PROBLEM TO WORK ON - Reproduce each line of the data below without changing a single character.
— start WORKING DATA —
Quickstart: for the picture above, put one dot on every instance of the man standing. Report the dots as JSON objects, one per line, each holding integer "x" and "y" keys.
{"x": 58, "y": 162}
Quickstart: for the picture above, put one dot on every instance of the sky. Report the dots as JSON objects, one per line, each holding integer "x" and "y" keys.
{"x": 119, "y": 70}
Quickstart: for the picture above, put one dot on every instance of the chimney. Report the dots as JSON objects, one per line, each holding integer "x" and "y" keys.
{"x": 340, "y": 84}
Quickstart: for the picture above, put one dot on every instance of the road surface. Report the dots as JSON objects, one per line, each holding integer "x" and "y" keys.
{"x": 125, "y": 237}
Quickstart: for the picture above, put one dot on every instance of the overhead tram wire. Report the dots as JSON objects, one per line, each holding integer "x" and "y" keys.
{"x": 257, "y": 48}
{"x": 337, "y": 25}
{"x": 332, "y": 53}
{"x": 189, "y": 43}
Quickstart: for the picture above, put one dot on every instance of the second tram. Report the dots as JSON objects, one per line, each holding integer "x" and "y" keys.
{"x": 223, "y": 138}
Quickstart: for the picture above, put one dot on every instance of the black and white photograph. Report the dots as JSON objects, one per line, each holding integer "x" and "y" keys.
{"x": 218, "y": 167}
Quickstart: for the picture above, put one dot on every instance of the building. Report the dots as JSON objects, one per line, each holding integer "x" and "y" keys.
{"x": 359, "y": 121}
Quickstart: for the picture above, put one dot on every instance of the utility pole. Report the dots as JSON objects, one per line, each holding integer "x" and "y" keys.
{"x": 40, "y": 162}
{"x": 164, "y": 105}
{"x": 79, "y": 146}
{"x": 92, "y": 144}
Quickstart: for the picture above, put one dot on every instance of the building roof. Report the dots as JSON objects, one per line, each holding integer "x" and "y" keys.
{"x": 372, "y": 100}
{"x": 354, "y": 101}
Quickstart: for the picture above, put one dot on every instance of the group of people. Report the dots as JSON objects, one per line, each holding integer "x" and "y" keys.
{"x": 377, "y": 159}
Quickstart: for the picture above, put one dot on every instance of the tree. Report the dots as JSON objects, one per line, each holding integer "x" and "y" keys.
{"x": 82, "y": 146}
— end WORKING DATA —
WORKED SOLUTION -
Quickstart: for the picture above, put one dot on every instance of the man standing. Report the dots as JSON objects, one per line, each holding integer "x" and "y" keys.
{"x": 58, "y": 162}
Quickstart: for the picture above, put one dot on every instance of the sky. Report the dots as JSON objects, one per line, each holding integer "x" and "y" keys.
{"x": 119, "y": 70}
Quickstart: for the picture above, put one dot on every instance of the chimney. Report the dots as JSON objects, one per line, each holding integer "x" and "y" keys.
{"x": 340, "y": 84}
Quickstart: for the picture above, put one dot on every instance of the road surface. Report the dots as JSON objects, one per line, each holding integer "x" and "y" keys.
{"x": 125, "y": 237}
Quickstart: for the picture above, put one dot on every instance of the overhead tram wire. Report the dots as JSON objects, one per line, each holding integer "x" and "y" keys.
{"x": 257, "y": 48}
{"x": 337, "y": 25}
{"x": 332, "y": 53}
{"x": 189, "y": 43}
Quickstart: for the picture above, put one dot on every instance of the second tram. Report the dots as JSON objects, one per line, each holding integer "x" and "y" keys.
{"x": 223, "y": 138}
Quickstart: for the picture above, put one dot on every instance of the black and white photograph. Report the dots as JSON objects, one per line, each holding integer "x" and "y" keys.
{"x": 218, "y": 167}
Quickstart: for the picture above, put one dot on every instance of the building. Report the dots as JSON objects, one per line, each holding integer "x" and "y" keys.
{"x": 359, "y": 121}
Quickstart: for the picture above, put one dot on every instance of the utility pole. Report the dots as JSON objects, one per line, each holding integer "x" and "y" keys.
{"x": 40, "y": 162}
{"x": 164, "y": 105}
{"x": 79, "y": 146}
{"x": 92, "y": 144}
Quickstart: for the picture above, put one dot on every instance of the building roof. Report the dots as JSON objects, one per line, each holding integer "x" and "y" keys.
{"x": 372, "y": 100}
{"x": 354, "y": 101}
Quickstart: for the picture above, put one dot on every instance of the group of people. Report the dots as JSON objects, one per line, each holding integer "x" and "y" keys.
{"x": 377, "y": 159}
Quickstart: for the picture above, put one dot on every instance of the tree. Report the dots as JSON objects, one per line, each holding integer "x" and "y" keys.
{"x": 82, "y": 146}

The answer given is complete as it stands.